→ WRITTEN EXERCISE A
Answer these questions about the airplane excerpt:
(i) According to the stewardess, who wanted the couple to stop?
(ii) What is Leisner's profession?
(iii) Where was Frobes-Cross sitting?
→ WRITTEN EXERCISE B
From the airplane excerpt, print the passage between "Tsikhiseli and Varnier" and "a smacking sound.", inclusive.

→ SELECTED EXTRACT
New Yorker article on a gay couple who were ordered to stop kissing on an airplane:

Shortly after takeoff, Varnier nodded off, leaning his head on Tsikhiseli. A stewardess came over to their row. “The purser wants you to stop that,” she said.
“I opened my eyes and was, like, ‘Stop what?’ ” Varnier recalled the other day.
“The touching and the kissing,” the stewardess said, before walking away.
Tsikhiseli and Varnier were taken aback. “He would rest his head on my shoulder or the other way around. We’d kiss—not kiss kiss, just mwah,” Tsikhiseli recalled, making a smacking sound.
In the row behind them were Leisner and Jackson. “They were like two lovebirds,” said Leisner, who is a classical guitarist. Frobes-Cross, a Columbia grad student who was sitting across the aisle, had overheard the stewardess’s decree, too. “First thing I catch is ‘You have to stop touching each other,’ ” he said. “And I’m, like, Whoa, that’s really weird.”

→ COLLECTED MATERIAL
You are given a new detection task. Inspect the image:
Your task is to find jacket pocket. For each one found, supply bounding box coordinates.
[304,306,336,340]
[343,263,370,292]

→ OUTPUT A
(i) The purser.
(ii) He is a classical guitarist.
(iii) Across the aisle.

→ OUTPUT B
Tsikhiseli and Varnier were taken aback. “He would rest his head on my shoulder or the other way around. We’d kiss—not kiss kiss, just mwah,” Tsikhiseli recalled, making a smacking sound.